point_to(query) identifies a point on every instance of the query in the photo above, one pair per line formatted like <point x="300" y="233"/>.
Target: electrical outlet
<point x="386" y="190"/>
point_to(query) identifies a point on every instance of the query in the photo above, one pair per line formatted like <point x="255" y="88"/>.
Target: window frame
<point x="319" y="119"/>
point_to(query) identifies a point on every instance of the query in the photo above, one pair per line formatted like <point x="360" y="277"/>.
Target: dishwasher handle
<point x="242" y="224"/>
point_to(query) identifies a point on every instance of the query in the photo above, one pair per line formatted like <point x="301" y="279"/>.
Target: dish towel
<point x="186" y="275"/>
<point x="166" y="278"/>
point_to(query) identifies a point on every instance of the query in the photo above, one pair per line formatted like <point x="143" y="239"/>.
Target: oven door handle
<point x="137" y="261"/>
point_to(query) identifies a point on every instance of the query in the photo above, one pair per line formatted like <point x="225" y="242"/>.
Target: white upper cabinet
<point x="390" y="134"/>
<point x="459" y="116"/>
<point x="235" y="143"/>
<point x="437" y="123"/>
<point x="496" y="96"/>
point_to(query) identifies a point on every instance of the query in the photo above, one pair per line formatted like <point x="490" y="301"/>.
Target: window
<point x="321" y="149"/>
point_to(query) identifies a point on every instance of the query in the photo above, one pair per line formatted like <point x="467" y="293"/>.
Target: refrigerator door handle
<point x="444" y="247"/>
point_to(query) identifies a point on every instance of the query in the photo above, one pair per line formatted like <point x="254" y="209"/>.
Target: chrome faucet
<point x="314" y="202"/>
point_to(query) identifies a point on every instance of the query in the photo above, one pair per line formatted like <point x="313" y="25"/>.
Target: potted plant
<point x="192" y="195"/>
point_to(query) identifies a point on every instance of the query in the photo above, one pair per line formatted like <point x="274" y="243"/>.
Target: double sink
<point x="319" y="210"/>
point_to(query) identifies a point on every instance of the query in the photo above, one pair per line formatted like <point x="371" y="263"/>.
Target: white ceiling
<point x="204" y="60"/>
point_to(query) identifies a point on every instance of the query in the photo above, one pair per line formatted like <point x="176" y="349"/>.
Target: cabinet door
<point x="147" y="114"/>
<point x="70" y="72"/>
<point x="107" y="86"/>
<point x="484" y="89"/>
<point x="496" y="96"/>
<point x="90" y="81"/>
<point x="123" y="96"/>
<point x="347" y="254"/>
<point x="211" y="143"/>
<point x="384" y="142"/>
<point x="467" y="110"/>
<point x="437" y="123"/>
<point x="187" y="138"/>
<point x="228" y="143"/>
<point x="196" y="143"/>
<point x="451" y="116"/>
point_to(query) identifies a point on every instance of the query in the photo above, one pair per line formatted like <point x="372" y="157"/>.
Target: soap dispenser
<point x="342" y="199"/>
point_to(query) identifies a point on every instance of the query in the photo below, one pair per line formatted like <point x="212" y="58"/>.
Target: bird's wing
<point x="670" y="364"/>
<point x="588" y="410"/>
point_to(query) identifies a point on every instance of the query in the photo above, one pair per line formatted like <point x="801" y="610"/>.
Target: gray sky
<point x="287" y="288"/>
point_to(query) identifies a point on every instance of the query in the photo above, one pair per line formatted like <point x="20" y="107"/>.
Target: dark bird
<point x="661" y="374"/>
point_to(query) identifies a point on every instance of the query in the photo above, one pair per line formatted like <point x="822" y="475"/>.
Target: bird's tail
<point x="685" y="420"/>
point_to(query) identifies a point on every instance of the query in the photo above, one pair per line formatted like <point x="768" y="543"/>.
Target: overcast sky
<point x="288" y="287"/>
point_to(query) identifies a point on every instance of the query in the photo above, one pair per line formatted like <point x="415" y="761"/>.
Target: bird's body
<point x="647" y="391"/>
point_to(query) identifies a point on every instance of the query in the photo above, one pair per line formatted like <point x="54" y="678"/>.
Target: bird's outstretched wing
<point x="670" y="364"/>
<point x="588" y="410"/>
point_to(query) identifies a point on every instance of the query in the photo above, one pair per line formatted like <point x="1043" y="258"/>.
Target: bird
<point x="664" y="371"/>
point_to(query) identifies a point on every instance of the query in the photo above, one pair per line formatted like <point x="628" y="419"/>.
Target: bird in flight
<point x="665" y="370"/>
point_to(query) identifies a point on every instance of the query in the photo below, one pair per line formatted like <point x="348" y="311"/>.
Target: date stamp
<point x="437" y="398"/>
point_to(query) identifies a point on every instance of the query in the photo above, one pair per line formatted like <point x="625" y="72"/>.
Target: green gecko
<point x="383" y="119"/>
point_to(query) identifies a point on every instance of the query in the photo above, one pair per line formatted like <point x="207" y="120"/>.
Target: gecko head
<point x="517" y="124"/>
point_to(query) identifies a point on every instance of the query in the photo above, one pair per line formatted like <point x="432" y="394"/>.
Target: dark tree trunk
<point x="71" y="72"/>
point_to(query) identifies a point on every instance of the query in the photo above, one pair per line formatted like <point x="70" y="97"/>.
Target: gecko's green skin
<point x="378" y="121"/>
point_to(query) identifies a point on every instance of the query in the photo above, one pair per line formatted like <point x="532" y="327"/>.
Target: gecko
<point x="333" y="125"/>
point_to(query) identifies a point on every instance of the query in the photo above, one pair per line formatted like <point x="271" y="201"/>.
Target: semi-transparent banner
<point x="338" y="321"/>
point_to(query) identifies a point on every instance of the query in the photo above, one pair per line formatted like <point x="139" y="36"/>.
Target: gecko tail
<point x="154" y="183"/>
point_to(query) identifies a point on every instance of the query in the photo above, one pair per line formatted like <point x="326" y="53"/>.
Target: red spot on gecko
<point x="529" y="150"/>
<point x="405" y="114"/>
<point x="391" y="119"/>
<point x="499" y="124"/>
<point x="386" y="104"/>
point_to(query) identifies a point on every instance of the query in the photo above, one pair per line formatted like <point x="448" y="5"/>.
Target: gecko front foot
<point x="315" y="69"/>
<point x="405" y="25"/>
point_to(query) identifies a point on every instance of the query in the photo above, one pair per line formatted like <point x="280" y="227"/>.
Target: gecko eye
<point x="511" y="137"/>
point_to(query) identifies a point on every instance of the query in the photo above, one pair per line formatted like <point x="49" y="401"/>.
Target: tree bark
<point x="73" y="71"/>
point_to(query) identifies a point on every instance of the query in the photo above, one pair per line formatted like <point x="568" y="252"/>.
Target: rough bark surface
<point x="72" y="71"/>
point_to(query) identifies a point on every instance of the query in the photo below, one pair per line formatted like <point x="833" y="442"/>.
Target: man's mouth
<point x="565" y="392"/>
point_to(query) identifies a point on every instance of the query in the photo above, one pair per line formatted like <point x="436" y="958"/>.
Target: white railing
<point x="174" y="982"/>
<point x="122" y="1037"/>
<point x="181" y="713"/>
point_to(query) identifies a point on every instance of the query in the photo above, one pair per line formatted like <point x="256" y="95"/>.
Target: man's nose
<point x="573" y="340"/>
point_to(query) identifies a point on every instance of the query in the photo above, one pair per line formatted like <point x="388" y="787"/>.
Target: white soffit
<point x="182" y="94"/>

* * * * *

TASK PROMPT: Return each line of the data exactly as written above.

RESPONSE TO THIS TASK:
point_to(query) identifies a point on every instance of the query in the photo above, one pair per line formatted like <point x="300" y="233"/>.
Target: electrical outlet
<point x="386" y="190"/>
point_to(query) identifies a point on every instance of the query in the photo above, one pair per line formatted like <point x="255" y="88"/>.
Target: window frame
<point x="319" y="119"/>
point_to(query) identifies a point on every instance of the query in the photo above, one pair per line formatted like <point x="360" y="277"/>.
Target: dishwasher handle
<point x="242" y="224"/>
point_to(query) identifies a point on every instance of the query in the photo above, one pair per line formatted like <point x="301" y="279"/>.
Target: dish towel
<point x="186" y="275"/>
<point x="166" y="278"/>
point_to(query) identifies a point on every instance of the query in the photo above, one pair per line formatted like <point x="143" y="239"/>.
Target: oven door handle
<point x="137" y="261"/>
point_to(query) identifies a point on every instance of the query in the photo above, one pair per line formatted like <point x="225" y="242"/>.
Target: white upper cabinet
<point x="390" y="134"/>
<point x="459" y="116"/>
<point x="235" y="143"/>
<point x="437" y="123"/>
<point x="496" y="96"/>
point_to(query) identifies a point on every instance of the query in the photo above, one pair per line formatted like <point x="490" y="301"/>.
Target: window
<point x="321" y="149"/>
point_to(query) identifies a point on every instance of the query in the photo above, one pair per line formatted like <point x="467" y="293"/>.
Target: refrigerator door handle
<point x="444" y="247"/>
point_to(query) identifies a point on every instance of the query in the photo above, one pair per line formatted like <point x="254" y="209"/>.
Target: chrome faucet
<point x="314" y="202"/>
point_to(query) identifies a point on every instance of the query in the photo above, one pair per line formatted like <point x="313" y="25"/>.
Target: potted plant
<point x="192" y="195"/>
point_to(query) identifies a point on every instance of the query in the photo above, one pair per line formatted like <point x="274" y="243"/>.
Target: double sink
<point x="319" y="210"/>
point_to(query) identifies a point on every instance of the query in the photo above, one pair per line formatted like <point x="371" y="263"/>.
Target: white ceiling
<point x="204" y="60"/>
point_to(query) identifies a point on every instance of the query in the photo above, one pair per line formatted like <point x="176" y="349"/>.
Target: cabinet door
<point x="147" y="114"/>
<point x="70" y="72"/>
<point x="107" y="86"/>
<point x="484" y="89"/>
<point x="496" y="96"/>
<point x="90" y="81"/>
<point x="123" y="96"/>
<point x="347" y="254"/>
<point x="211" y="143"/>
<point x="384" y="142"/>
<point x="467" y="110"/>
<point x="437" y="123"/>
<point x="187" y="138"/>
<point x="228" y="143"/>
<point x="196" y="143"/>
<point x="451" y="116"/>
point_to(query) identifies a point on every instance of the query in the photo above, one pair per line formatted like <point x="372" y="157"/>.
Target: soap dispenser
<point x="342" y="199"/>
point_to(query) identifies a point on every instance of the query in the photo below, one pair per line formatted like <point x="212" y="58"/>.
Target: bird's wing
<point x="670" y="364"/>
<point x="588" y="410"/>
point_to(query) identifies a point on every instance of the query in the photo above, one pair per line formatted like <point x="801" y="610"/>.
Target: gray sky
<point x="287" y="288"/>
point_to(query) identifies a point on every instance of the query in the photo above, one pair per line formatted like <point x="20" y="107"/>.
Target: dark bird
<point x="661" y="374"/>
point_to(query) identifies a point on every instance of the query in the photo above, one pair per line formatted like <point x="822" y="475"/>.
Target: bird's tail
<point x="685" y="420"/>
point_to(query) identifies a point on every instance of the query in the photo above, one pair per line formatted like <point x="768" y="543"/>.
Target: overcast sky
<point x="288" y="287"/>
point_to(query) identifies a point on every instance of the query in the photo above, one pair per line formatted like <point x="415" y="761"/>.
Target: bird's body
<point x="647" y="391"/>
point_to(query) identifies a point on every instance of the query in the photo above, one pair per line formatted like <point x="54" y="678"/>.
Target: bird's outstretched wing
<point x="670" y="364"/>
<point x="588" y="410"/>
point_to(query) identifies a point on every instance of the query in the photo above, one pair per line formatted like <point x="1043" y="258"/>.
Target: bird
<point x="664" y="371"/>
point_to(query) identifies a point on every instance of the query in the photo above, one pair per line formatted like <point x="628" y="419"/>.
Target: bird in flight
<point x="665" y="370"/>
point_to(query) identifies a point on every instance of the query in the photo below, one pair per line formatted like <point x="348" y="311"/>.
Target: date stamp
<point x="437" y="398"/>
point_to(query) identifies a point on every instance of the query in the photo above, one pair per line formatted like <point x="625" y="72"/>.
Target: green gecko
<point x="383" y="119"/>
point_to(query) identifies a point on every instance of the query in the photo above, one pair per line formatted like <point x="207" y="120"/>.
Target: gecko head
<point x="517" y="124"/>
point_to(query) identifies a point on every instance of the query in the photo above, one pair per line formatted like <point x="432" y="394"/>.
Target: dark tree trunk
<point x="71" y="72"/>
point_to(query) identifies a point on every instance of the query in the photo above, one pair per line formatted like <point x="70" y="97"/>.
Target: gecko's green skin
<point x="378" y="121"/>
point_to(query) identifies a point on every instance of the query in the photo above, one pair per line formatted like <point x="532" y="327"/>.
Target: gecko
<point x="333" y="125"/>
point_to(query) identifies a point on every instance of the query in the photo above, one pair per line formatted like <point x="271" y="201"/>.
Target: semi-transparent banner
<point x="338" y="321"/>
point_to(query) identifies a point on every instance of the query in the photo above, one pair per line formatted like <point x="139" y="36"/>.
Target: gecko tail
<point x="154" y="183"/>
point_to(query) identifies a point on every instance of the query in the photo above, one pair per line formatted like <point x="326" y="53"/>.
Target: red spot on gecko
<point x="529" y="150"/>
<point x="405" y="114"/>
<point x="391" y="119"/>
<point x="499" y="124"/>
<point x="386" y="104"/>
point_to(query) identifies a point on every instance of the query in the photo above, one pair per line formatted like <point x="448" y="5"/>.
Target: gecko front foot
<point x="315" y="69"/>
<point x="405" y="25"/>
point_to(query) identifies a point on every instance of the query in the photo above, one pair per line formatted like <point x="280" y="227"/>.
Target: gecko eye
<point x="511" y="137"/>
point_to(query) identifies a point on every instance of the query in the photo above, one pair per line formatted like <point x="49" y="401"/>.
Target: tree bark
<point x="73" y="71"/>
point_to(query) identifies a point on every instance of the query in the photo above, one pair per line formatted like <point x="568" y="252"/>.
Target: rough bark surface
<point x="72" y="71"/>
point_to(query) identifies a point on every instance of the query in the photo below, one pair per line formatted like <point x="833" y="442"/>.
Target: man's mouth
<point x="565" y="392"/>
point_to(query) identifies a point on every instance of the query in the photo above, one pair per line formatted like <point x="436" y="958"/>.
Target: white railing
<point x="174" y="982"/>
<point x="122" y="1037"/>
<point x="181" y="713"/>
point_to(query) identifies a point on every instance of the query in the photo above, one pair per line formatted like <point x="256" y="95"/>.
Target: man's nose
<point x="573" y="340"/>
point_to(query) identifies a point on every instance of the query in the photo above, one pair per line formatted like <point x="388" y="787"/>.
Target: white soffit
<point x="182" y="94"/>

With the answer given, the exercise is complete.